* **Polecenie**:
Podaj w mianowniku nazwy wszystkich miesięcy, które pojawiają się w tekście o bezrobociu, wymieniając każdą tylko raz.

Jak podał w czwartek GUS, w urzędach pracy na koniec marca zarejestrowanych było niespełna 822 tys. osób, o 25 tys. mniej niż w marcu. To oznacza, że stopa bezrobocia rejestrowanego zmalała z 5,4 do 5,2 proc. zamiast do 5,3 proc., jak przeciętnie szacowali ankietowani przez „Parkiet” ekonomiści.
Spadek bezrobocia w kwietniu w stosunku do marca jest zjawiskiem sezonowym, powtarzającym się co roku. Ale stopa bezrobocia zmalała też w ujęciu rok do roku: o 0,4 pkt proc., tak jak w marcu. Patrząc z tej perspektywy, koniunktura na rynku pracy pozostaje dobra. Co więcej, wydaje się, że zaczęła się poprawiać, co znajduje odzwierciedlenie w nastrojach gospodarstw domowych.
W maju, jak pokazały opublikowane w środę wyniki badań nastrojów konsumenckich, wskaźnik pewności zatrudnienia znalazł najwyżej od września 2021 r. Tylko 30,4 proc. gospodarstw domowych spodziewa się w horyzoncie 12 miesięcy wzrostu poziomu bezrobocia. W kwietniu ten odsetek przekraczał 36 proc., a jeszcze pod koniec ub.r. 50 proc. Nawet w 2019 r., jeszcze przed wybuchem pandemii Covid-19, przewyższał 20 proc.
Na koniec kwietnia w urzędach pracy było niespełna 57 tys. ofert pracy, o 29 proc. mniej niż przed rokiem. W marcu zniżka była jeszcze większa, sięgała 35 proc. rok do roku. W samym kwietniu pojawiło się niewiele ponad 81 tys. ofert pracy, o 19 proc. mniej niż przed rokiem, ale w marcu liczba ofert spadła o ponad 30 proc. rok do roku.

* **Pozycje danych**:

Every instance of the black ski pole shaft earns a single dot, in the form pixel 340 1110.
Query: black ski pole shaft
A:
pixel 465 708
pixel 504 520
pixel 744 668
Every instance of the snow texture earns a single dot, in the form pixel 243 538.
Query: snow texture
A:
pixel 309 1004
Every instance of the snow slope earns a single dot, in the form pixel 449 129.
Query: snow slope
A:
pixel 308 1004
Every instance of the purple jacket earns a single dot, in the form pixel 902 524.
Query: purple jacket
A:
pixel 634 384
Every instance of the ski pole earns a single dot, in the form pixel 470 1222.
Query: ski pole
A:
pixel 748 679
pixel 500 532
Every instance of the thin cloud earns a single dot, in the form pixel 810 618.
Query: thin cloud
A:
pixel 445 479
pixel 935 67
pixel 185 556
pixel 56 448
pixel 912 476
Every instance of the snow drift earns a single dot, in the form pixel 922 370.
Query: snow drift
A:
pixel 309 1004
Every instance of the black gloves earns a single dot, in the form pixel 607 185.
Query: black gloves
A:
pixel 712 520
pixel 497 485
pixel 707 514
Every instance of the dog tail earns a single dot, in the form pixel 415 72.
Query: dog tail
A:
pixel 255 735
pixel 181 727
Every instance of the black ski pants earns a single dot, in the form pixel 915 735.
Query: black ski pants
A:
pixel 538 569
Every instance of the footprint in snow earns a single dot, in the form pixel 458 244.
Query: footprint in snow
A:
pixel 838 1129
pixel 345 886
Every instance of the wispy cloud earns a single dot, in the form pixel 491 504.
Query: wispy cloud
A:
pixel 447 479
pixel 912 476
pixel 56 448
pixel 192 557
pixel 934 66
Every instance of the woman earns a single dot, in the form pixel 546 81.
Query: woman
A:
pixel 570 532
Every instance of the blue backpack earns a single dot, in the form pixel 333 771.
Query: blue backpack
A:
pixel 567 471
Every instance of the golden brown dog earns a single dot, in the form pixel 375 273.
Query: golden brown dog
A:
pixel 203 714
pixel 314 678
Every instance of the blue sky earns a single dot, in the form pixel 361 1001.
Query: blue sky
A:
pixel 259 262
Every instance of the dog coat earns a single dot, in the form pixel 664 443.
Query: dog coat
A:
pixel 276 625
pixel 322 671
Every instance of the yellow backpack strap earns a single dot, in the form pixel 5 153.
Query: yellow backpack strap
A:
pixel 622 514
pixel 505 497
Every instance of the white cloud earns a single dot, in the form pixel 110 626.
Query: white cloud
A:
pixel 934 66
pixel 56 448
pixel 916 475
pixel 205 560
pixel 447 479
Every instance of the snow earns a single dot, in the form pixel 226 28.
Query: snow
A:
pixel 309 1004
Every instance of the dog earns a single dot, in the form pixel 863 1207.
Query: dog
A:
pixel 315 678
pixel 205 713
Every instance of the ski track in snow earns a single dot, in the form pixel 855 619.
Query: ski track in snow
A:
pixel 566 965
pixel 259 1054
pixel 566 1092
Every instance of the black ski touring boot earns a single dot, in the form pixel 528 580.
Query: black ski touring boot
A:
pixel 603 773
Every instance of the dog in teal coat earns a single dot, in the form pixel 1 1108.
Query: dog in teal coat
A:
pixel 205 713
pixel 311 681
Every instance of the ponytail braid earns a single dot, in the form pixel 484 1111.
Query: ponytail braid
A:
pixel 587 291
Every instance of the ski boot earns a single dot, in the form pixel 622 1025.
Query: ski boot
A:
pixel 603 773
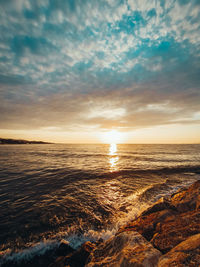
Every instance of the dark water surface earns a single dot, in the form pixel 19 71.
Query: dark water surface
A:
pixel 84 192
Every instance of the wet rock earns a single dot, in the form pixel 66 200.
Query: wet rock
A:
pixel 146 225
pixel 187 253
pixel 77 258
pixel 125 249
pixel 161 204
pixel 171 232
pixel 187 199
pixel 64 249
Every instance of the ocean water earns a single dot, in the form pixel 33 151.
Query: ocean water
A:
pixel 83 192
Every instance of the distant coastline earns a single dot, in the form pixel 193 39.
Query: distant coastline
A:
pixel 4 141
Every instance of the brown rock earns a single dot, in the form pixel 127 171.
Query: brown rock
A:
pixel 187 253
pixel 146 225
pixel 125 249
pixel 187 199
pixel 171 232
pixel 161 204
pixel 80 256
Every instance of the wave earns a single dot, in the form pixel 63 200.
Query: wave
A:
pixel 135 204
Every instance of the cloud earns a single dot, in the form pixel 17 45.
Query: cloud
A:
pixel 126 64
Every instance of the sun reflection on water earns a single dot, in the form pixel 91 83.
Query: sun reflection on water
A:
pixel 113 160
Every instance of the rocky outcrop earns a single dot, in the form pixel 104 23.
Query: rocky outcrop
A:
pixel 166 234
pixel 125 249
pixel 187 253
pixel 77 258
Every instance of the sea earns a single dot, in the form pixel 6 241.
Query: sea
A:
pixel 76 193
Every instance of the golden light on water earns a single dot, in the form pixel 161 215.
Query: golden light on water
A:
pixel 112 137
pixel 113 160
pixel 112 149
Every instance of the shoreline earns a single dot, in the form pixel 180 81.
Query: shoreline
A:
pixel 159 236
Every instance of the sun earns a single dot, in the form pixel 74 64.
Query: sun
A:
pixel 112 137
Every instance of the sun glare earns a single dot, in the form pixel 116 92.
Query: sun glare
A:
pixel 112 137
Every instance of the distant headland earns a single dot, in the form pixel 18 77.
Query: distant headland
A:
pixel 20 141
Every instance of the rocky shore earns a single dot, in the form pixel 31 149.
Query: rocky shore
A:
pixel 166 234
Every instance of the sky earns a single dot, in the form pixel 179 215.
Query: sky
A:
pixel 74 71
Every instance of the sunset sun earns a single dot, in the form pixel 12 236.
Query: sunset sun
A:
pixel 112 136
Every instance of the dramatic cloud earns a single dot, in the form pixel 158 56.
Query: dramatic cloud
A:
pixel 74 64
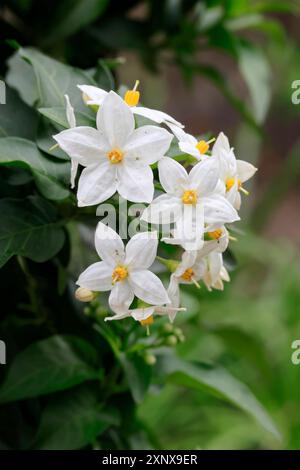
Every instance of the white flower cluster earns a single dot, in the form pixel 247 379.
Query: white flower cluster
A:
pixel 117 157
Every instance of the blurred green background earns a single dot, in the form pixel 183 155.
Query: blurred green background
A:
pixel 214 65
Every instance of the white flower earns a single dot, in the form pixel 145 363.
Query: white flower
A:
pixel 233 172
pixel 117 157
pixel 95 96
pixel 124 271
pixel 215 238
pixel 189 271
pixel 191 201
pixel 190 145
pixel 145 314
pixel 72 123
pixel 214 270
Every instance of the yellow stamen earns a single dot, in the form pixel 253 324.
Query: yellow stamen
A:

* **Odpowiedź**:
marzec, kwiecień, maj, wrzesień